## WHAT THE TASK REQUIRES:
Keep each line of the material that includes "blurred", and leave out the rest.

## DATA FOR THIS TASK:

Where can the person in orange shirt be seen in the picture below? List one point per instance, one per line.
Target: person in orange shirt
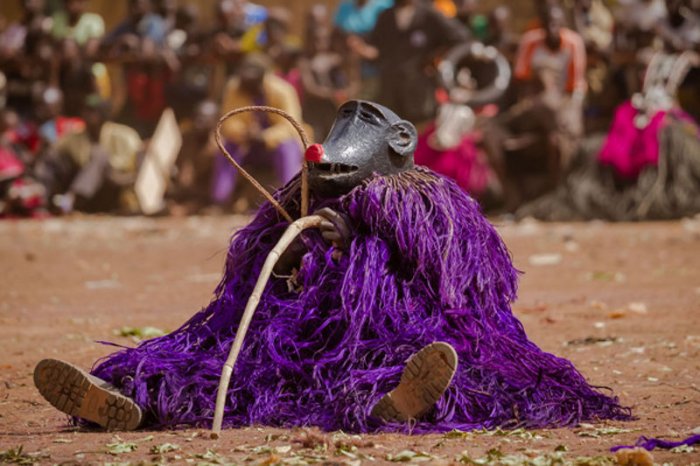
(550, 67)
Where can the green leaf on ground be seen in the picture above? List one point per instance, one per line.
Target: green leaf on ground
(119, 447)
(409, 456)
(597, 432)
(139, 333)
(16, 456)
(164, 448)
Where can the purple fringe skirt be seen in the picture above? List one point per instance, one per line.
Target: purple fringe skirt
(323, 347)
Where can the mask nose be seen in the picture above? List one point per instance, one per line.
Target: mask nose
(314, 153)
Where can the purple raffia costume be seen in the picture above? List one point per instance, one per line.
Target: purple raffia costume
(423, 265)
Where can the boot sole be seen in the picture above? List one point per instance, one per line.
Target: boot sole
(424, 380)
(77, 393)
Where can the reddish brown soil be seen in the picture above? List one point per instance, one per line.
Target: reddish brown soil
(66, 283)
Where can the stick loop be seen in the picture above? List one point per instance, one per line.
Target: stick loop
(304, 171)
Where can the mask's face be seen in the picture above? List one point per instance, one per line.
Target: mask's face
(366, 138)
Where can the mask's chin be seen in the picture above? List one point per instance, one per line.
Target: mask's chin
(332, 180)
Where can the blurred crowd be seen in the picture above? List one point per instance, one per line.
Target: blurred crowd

## RESULT BELOW:
Where can the blurred crowd be seen in the picture above? List one point per instance, one per line.
Target: blurred crowd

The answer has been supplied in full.